**AIM**.
Swap "drop a marker" for "place a pin" throughout the items below and write all the lines out again with nothing else changed, omitting the pictures.

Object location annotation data
>>>
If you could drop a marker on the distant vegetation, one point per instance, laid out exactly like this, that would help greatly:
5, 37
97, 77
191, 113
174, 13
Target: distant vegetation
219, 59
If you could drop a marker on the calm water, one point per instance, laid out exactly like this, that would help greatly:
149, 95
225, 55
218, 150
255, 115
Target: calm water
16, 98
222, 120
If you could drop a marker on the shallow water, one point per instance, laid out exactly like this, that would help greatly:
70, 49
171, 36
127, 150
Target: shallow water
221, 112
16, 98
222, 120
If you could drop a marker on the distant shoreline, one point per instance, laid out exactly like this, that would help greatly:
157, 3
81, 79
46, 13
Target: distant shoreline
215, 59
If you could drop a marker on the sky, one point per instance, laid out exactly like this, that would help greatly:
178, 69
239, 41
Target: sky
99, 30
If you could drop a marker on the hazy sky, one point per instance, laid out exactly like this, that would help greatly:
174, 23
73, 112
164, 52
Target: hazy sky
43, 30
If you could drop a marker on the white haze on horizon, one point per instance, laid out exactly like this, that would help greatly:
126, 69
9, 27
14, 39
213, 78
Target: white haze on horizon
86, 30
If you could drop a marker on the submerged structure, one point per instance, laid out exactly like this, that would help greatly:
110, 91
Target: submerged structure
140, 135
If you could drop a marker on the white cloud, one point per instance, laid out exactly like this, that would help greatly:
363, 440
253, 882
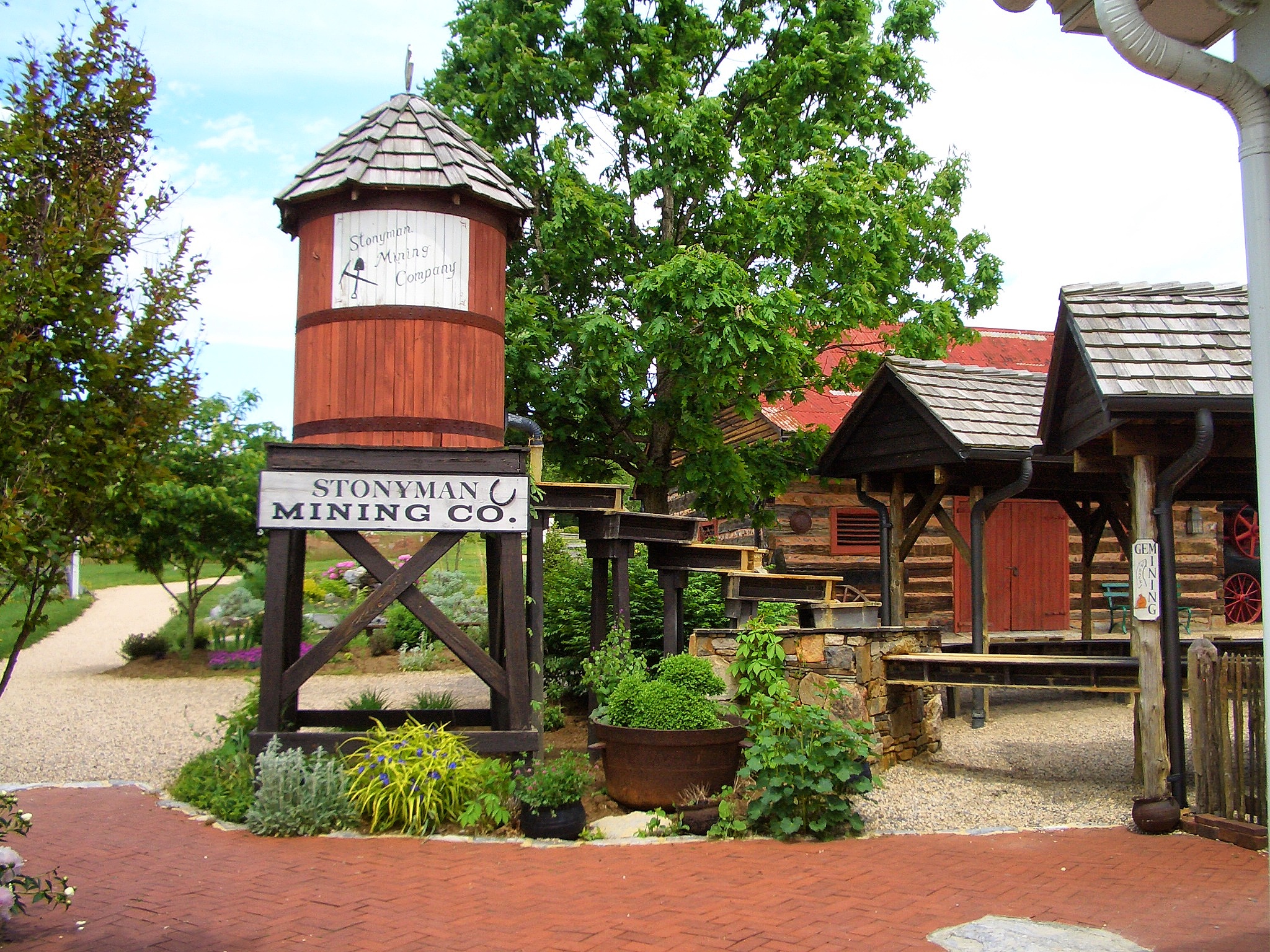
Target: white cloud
1081, 168
234, 133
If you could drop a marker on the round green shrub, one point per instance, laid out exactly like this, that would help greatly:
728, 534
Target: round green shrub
695, 674
664, 706
624, 701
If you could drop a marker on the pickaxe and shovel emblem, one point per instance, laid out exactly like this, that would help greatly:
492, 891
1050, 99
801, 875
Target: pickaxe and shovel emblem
358, 266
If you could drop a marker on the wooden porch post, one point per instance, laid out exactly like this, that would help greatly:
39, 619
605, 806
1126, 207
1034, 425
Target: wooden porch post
1145, 640
897, 541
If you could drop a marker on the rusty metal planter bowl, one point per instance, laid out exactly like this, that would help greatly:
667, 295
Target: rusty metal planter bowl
647, 769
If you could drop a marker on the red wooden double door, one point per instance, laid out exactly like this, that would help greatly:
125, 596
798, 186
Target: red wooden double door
1026, 562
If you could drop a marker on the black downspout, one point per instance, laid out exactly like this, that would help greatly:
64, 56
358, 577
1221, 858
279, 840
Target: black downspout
1171, 646
884, 547
978, 517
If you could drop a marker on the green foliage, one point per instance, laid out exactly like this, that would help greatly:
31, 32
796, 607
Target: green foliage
491, 806
221, 781
623, 706
553, 718
370, 700
380, 643
554, 783
567, 609
691, 673
676, 700
807, 765
18, 888
662, 706
413, 777
708, 220
144, 646
758, 666
93, 374
433, 701
299, 795
419, 659
202, 508
610, 663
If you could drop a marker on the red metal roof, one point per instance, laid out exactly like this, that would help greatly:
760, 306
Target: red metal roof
996, 347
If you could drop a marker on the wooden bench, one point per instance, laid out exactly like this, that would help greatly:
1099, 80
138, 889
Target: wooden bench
1117, 593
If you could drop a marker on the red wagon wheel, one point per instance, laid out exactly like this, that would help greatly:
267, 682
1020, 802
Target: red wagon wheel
1242, 598
1244, 534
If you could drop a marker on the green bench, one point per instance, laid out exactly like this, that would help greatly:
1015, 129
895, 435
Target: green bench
1117, 593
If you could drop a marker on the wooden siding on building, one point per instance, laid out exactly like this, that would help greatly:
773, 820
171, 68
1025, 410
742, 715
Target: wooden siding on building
930, 566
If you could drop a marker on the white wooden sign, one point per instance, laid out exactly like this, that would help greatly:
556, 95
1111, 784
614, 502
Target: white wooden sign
393, 501
385, 257
1146, 579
<<<
**SOLVED EXERCISE**.
If you could place a pin on the distant vegetation, one point per instance, laid out exactly like this, that would help greatly:
5, 37
97, 77
191, 113
174, 13
Target: distant vegetation
219, 59
If you could place a pin on the calm water, one point per instance, laid out exactly like this, that would help greatly:
149, 95
225, 55
218, 150
255, 115
Target: calm water
16, 98
222, 120
If you could place a pin on the shallow water, one point per instance, laid out exactly like this, that would help greatly:
70, 49
171, 36
127, 150
Target: shallow water
221, 112
16, 98
222, 120
If you could place a pin on the distant shoreline, one point per instance, laid out exactly like this, that would help greatly:
157, 3
81, 79
46, 13
Target: distant shoreline
215, 59
If you could place a pin on the sky, one point per instance, laid out exactly like this, that would help greatly:
178, 69
239, 41
Target: sky
99, 30
If you could place a pin on the hazy sky, one point per instance, laid out exactly like this, that would help greatly:
174, 23
73, 112
164, 52
Target: hazy sky
43, 30
If you could place a pin on the white haze on horizon, one point per instance, laid out exactly like this, that would help greatly:
126, 69
9, 27
14, 39
213, 78
Target: white haze on horizon
86, 30
If you could place a pin on the submerged structure, one point per instance, laid out exactly like this, that would help greatly:
110, 91
Target: submerged structure
140, 135
If you could place a pin on the white cloud, one point per instance, laid out exactly like this, that would help greatly:
363, 440
253, 882
Target: white cloud
1081, 168
234, 133
If you could place a pin on the round green shrub, one point per instance, laid out exactly like this, that would help greatly:
728, 534
Target: round green shrub
695, 674
664, 706
624, 701
If you could place a pin on the pickaxe and shovel emblem, one point per instance, laid out exactly like this, that would help greatly:
492, 891
1050, 99
801, 875
Target: pickaxe and shovel emblem
358, 266
If you could place a pin on the wooden porch post, one point per instance, laid out exactly like this, that would help greatly:
39, 619
605, 806
1126, 207
1034, 425
Target: wooden porch post
1145, 640
897, 541
If you could place a pin on the rusty metal planter bowl, one point per instance, laid out exactly like this, that would help greatly:
667, 295
Target: rusty metal planter bowl
647, 769
If you could place a pin on the red wooden double door, one point per instance, laid out exactly like this, that would help greatly:
125, 596
798, 186
Target: red wooden double door
1026, 562
If you could place a pin on the black downspout, one point per instance, laid out exactly like this, that would help greatly:
64, 56
358, 577
1221, 858
279, 840
Target: black downspout
1171, 646
884, 547
978, 517
If you could place a pin on the green foliage, one point per instance, laid out exactly like this, that would help greatly:
31, 32
796, 607
Target: green foliage
491, 806
221, 781
623, 706
553, 718
370, 700
380, 643
554, 783
567, 609
691, 673
676, 700
807, 765
18, 888
662, 706
413, 777
708, 220
144, 646
758, 666
93, 374
433, 701
299, 795
419, 659
202, 508
610, 663
If you could place a pin on the red metal roof, one point per instance, laid out exactly like this, that would help greatly:
760, 306
Target: red metal roof
996, 347
If you could place a pin on the wooden bench, one point per instance, laid out exactly like this, that would help greatly:
1099, 80
138, 889
Target: wooden bench
1117, 593
If you could place a pin on the red wagon wheel, one point per instance, laid out exactly like this, that would help greatly:
267, 682
1020, 802
Target: red wagon wheel
1242, 598
1244, 534
If you could place a pin on the green bench, one point per instance, laid out exactly like this, that would help greatly:
1015, 129
895, 435
Target: green bench
1117, 593
If you could place a pin on the wooden siding on building, one point per instance, laid out exactly like this, that would help greatly:
773, 820
171, 68
1025, 410
742, 715
Target: wooden siding on building
930, 566
If you could place a pin on the white wooden sign, one point per instance, laid out exactly like this, that would help greatly:
556, 95
1111, 784
614, 502
Target: white wooden sign
393, 501
385, 257
1146, 579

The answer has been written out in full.